How do they know that the plants and animals are just tagging along with human growth and development which has made some tremendous latitude gains? It seems more plausible that plants and animals would react to this more than 0.7°C which is a fraction of normal seasonal variation at any latitude.
From the University of York:
Further, faster, higher: Wildlife responds increasingly rapidly to climate change
New research by scientists in the Department of Biology at the University of York shows that species have responded to climate change up to three times faster than previously appreciated. These results are published in the latest issue of the leading scientific journal Science.
Faster distribution changes. Species have moved towards the poles (further north in the northern hemisphere, to locations where conditions are cooler) at three times the rate previously accepted in the scientific literature, and they have moved to cooler, higher altitudes at twice the rate previously realised.
Analysing data for over 2000 responses by animal and plant species, the research team estimated that, on average, species have moved to higher elevations at 12.2 metres per decade and, more dramatically, to higher latitudes at 17.6 kilometres per decade.

Data items:
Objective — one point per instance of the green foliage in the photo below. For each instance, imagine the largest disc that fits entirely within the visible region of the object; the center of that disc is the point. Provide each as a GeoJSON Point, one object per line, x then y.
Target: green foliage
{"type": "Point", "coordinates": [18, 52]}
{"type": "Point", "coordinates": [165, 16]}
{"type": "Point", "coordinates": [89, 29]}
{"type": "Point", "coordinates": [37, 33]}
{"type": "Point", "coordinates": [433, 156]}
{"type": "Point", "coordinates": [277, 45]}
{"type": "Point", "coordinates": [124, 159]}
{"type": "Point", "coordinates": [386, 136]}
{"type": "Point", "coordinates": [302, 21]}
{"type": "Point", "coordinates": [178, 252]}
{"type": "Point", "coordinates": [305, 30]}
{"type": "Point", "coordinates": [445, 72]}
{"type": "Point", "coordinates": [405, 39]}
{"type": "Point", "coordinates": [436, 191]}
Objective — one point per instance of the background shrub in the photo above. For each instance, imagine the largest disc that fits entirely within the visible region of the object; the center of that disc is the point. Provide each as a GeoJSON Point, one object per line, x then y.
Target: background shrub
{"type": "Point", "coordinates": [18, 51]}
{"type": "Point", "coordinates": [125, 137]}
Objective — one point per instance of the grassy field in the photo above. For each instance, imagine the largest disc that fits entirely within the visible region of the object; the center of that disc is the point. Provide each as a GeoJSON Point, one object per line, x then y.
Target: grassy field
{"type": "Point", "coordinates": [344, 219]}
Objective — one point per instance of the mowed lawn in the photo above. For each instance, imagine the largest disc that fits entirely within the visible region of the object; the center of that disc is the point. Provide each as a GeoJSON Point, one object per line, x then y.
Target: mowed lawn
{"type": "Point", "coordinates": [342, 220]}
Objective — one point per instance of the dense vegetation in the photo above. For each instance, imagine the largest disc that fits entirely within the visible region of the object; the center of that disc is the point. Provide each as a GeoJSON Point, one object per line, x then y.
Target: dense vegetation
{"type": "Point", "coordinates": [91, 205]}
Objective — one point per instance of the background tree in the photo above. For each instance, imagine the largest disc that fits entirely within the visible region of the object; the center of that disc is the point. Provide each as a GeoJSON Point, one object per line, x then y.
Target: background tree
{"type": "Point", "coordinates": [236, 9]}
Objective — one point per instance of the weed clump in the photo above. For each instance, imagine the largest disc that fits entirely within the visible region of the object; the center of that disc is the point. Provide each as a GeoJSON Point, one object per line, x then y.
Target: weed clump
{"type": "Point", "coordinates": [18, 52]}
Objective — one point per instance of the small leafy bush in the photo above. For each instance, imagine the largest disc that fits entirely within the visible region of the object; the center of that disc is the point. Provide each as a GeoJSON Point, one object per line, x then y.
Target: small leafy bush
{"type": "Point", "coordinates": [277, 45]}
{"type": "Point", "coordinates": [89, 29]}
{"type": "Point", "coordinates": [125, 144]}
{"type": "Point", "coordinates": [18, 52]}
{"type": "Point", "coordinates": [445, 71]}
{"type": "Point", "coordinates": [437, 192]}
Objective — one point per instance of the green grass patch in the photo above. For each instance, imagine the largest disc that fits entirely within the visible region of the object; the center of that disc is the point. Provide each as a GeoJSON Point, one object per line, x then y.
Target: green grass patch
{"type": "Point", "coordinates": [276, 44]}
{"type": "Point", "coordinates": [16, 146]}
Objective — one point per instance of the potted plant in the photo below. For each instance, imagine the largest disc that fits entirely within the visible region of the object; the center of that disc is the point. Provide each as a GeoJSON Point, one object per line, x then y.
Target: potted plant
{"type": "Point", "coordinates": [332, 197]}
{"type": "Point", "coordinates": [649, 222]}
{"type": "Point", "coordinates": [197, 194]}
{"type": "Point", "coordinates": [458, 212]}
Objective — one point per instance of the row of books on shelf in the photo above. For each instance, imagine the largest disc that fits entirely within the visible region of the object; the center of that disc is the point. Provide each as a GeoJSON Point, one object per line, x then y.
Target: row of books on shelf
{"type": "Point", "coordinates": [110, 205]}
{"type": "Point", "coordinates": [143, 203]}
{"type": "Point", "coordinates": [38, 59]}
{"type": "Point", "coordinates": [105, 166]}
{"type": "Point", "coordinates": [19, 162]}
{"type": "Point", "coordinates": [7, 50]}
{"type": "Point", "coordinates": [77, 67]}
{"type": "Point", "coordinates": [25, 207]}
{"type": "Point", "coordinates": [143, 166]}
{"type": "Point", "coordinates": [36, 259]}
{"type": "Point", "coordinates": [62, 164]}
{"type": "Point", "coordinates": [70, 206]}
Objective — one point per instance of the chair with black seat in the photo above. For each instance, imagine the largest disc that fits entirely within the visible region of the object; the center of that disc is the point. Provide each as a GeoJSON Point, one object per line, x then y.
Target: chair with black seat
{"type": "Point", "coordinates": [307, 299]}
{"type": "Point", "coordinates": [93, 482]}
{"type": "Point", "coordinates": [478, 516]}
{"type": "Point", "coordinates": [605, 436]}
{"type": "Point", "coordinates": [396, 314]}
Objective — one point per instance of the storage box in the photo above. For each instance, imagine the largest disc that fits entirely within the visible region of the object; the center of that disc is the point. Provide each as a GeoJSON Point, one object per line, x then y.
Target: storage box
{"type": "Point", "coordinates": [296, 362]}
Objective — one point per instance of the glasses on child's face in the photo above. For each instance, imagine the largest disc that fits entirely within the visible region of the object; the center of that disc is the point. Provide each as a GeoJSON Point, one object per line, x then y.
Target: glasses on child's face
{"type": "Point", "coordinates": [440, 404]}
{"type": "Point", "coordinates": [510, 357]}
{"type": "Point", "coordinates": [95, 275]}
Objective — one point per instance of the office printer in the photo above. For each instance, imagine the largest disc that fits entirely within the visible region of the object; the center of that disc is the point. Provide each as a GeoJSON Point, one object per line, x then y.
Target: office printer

> What to do:
Please set down the entire passage above about species shifting their ranges with climate change, word for word.

> Result:
How do they know that the plants and animals are just tagging along with human growth and development which has made some tremendous latitude gains? It seems more plausible that plants and animals would react to this more than 0.7°C which is a fraction of normal seasonal variation at any latitude.
From the University of York:
Further, faster, higher: Wildlife responds increasingly rapidly to climate change
New research by scientists in the Department of Biology at the University of York shows that species have responded to climate change up to three times faster than previously appreciated. These results are published in the latest issue of the leading scientific journal Science.
Faster distribution changes. Species have moved towards the poles (further north in the northern hemisphere, to locations where conditions are cooler) at three times the rate previously accepted in the scientific literature, and they have moved to cooler, higher altitudes at twice the rate previously realised.
Analysing data for over 2000 responses by animal and plant species, the research team estimated that, on average, species have moved to higher elevations at 12.2 metres per decade and, more dramatically, to higher latitudes at 17.6 kilometres per decade.